Data supplied below:

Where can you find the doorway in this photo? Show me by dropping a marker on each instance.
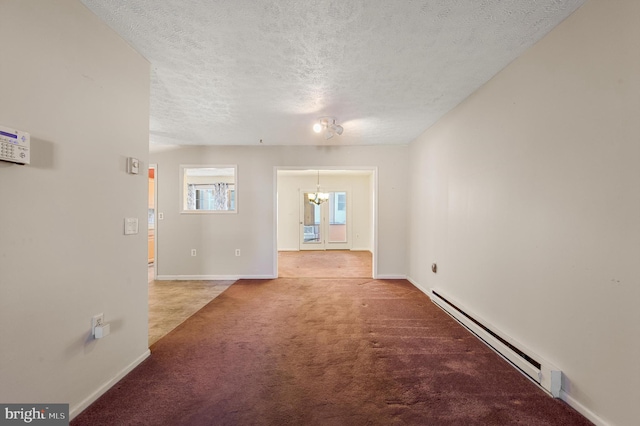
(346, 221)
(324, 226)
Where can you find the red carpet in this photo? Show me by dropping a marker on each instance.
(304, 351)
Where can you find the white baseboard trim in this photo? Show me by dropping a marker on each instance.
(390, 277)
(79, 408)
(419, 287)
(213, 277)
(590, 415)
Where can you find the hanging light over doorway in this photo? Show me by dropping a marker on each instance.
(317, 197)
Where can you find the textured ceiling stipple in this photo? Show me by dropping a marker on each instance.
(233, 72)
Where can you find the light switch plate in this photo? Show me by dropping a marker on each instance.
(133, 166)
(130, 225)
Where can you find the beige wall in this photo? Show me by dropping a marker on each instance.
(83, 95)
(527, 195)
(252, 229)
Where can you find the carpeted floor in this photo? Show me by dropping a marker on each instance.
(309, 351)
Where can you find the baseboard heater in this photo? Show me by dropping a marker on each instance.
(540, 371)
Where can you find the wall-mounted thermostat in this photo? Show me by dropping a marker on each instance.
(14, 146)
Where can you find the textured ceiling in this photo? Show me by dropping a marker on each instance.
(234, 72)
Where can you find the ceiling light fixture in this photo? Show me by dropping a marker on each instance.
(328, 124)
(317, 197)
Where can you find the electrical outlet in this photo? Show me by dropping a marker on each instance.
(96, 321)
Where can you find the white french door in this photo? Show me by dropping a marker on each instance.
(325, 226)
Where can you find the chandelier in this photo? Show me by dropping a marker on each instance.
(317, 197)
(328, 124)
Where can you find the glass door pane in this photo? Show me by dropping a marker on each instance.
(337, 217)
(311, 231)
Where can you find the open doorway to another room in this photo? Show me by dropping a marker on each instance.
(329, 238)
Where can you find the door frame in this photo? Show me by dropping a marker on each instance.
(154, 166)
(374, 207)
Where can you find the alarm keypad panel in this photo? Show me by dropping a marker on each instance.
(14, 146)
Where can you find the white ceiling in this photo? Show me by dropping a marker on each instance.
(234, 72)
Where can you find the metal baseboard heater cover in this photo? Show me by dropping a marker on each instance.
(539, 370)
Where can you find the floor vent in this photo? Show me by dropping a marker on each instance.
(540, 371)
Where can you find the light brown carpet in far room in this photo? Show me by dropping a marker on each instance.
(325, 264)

End of Data supplied.

**What needs to be done**. Copy every record exactly; no pictures.

**Expected answer**.
Where can you find the doorway in this photo? Show me by dropping a marker on each instance.
(346, 221)
(324, 226)
Where can you find the red carpet in this photo? Show me by dropping a marker on each instance.
(304, 351)
Where can you find the white baseboard trim in this photo? Show me by dropping a marker on each instance.
(390, 277)
(79, 408)
(419, 287)
(213, 277)
(590, 415)
Where can you find the hanging light over doorway in this photo? Show me by dropping a marker on each instance.
(317, 197)
Where can you find the textured ceiling stipple in this photo? Show me by dropping a marker on each instance.
(233, 72)
Where can you find the light switch plate in this photo? Show me by dropping a marker on each instance.
(133, 166)
(130, 225)
Where can you find the beige wall in this photo? Show me by dropping a marker on each instance.
(83, 95)
(527, 195)
(252, 229)
Where can you find the carpeted floor in this photo? Show me by dropping a marker on each instance.
(309, 351)
Where can you find the baseboard heater in this photo? Show me by dropping a marker on each instance.
(540, 371)
Where can you find the wall-mounted thermostat in this photo? Show me by dropping a marker on each instance.
(14, 146)
Where can you find the textured ceiling in this photo? Show me by dropping a marker on each instance.
(234, 72)
Where can you find the ceiling light fixture in this photo? Show me by dropping a marker on each instance.
(328, 124)
(317, 197)
Where can you find the electrical outlet in this photo? Show me by dropping a marker on each instance.
(96, 321)
Where can you find the white french door in this photo? Show me by dropping a marker on each instance.
(325, 226)
Where can you find the chandelier in this photo? Show me by dropping a marker on each instance.
(317, 197)
(328, 124)
Where can you find the glass door pane in this photo? Show me by dropping a marker on each instance.
(337, 217)
(311, 231)
Where can you find the open doorway to another room in this photo? Show me by dropping a marker on each instance.
(329, 238)
Where can you find the door frame in this photo? Show me by dropping a marker on each instance.
(154, 166)
(374, 207)
Where can you find the alarm keypad panel in this photo? Show me by dropping a marker on each instance.
(14, 146)
Where can you find the white ceiling in this photo? Show me by dropping a marker on each instance.
(234, 72)
Where can you find the metal baseboard heater cover in this photo? Show me by dropping a marker on each instance.
(539, 370)
Where can you find the floor vent in this photo? Show me by dropping a marker on each instance.
(540, 371)
Where can you find the light brown carpet in far room in this photo? Show me by dropping a marker on each instance.
(325, 264)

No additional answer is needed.